BEGIN Input

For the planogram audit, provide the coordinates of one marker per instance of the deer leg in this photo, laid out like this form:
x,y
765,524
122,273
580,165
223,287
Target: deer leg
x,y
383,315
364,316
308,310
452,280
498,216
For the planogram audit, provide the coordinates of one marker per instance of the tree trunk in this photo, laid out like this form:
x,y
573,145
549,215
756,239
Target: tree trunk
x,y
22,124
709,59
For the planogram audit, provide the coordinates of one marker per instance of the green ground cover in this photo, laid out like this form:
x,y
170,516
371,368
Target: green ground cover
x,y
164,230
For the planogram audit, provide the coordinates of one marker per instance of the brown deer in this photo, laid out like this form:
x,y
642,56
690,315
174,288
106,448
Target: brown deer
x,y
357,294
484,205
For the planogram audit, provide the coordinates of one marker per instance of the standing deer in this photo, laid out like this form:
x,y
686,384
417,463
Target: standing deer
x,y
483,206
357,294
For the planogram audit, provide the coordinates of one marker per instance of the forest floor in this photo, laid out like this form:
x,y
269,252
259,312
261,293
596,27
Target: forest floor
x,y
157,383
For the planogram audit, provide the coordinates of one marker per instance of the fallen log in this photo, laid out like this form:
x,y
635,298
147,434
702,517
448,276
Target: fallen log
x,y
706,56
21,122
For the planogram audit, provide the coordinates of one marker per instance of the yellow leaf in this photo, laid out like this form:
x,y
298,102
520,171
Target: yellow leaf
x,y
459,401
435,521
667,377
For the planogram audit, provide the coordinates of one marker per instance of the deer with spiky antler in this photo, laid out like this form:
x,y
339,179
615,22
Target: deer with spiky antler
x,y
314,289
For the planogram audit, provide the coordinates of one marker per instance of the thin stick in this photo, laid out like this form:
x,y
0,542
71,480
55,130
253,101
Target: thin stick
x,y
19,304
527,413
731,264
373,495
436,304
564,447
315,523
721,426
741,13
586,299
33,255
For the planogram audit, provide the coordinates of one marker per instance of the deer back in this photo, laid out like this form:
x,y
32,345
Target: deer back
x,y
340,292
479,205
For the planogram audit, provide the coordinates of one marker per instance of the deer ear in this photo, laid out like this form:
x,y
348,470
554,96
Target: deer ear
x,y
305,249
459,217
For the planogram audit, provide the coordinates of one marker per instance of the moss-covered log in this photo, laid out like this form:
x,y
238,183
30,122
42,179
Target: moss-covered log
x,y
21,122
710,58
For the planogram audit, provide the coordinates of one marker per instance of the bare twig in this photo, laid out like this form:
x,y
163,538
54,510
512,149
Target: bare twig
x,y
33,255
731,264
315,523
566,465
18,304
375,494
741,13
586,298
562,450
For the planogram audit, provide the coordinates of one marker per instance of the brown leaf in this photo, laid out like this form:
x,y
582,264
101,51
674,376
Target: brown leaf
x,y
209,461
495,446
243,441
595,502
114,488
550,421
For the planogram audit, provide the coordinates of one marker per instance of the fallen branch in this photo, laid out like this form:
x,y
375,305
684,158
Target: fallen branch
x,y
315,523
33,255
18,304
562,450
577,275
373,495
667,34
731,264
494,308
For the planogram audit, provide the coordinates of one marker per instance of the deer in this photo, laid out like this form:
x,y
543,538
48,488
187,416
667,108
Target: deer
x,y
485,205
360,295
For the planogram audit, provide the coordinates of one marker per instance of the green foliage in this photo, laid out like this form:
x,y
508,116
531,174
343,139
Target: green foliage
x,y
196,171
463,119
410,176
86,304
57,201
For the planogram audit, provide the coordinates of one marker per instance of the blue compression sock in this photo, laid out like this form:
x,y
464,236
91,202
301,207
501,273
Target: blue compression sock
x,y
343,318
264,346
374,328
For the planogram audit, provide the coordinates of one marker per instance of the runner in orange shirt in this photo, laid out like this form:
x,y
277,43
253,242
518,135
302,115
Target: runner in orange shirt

END Input

Description of the task:
Scan the entries above for the string "runner" and copy each line containing it.

Problem solution:
For the planogram audit, provide the coordinates of one marker per instance of the runner in orange shirt in this photo, laid out like this form:
Target: runner in orange shirt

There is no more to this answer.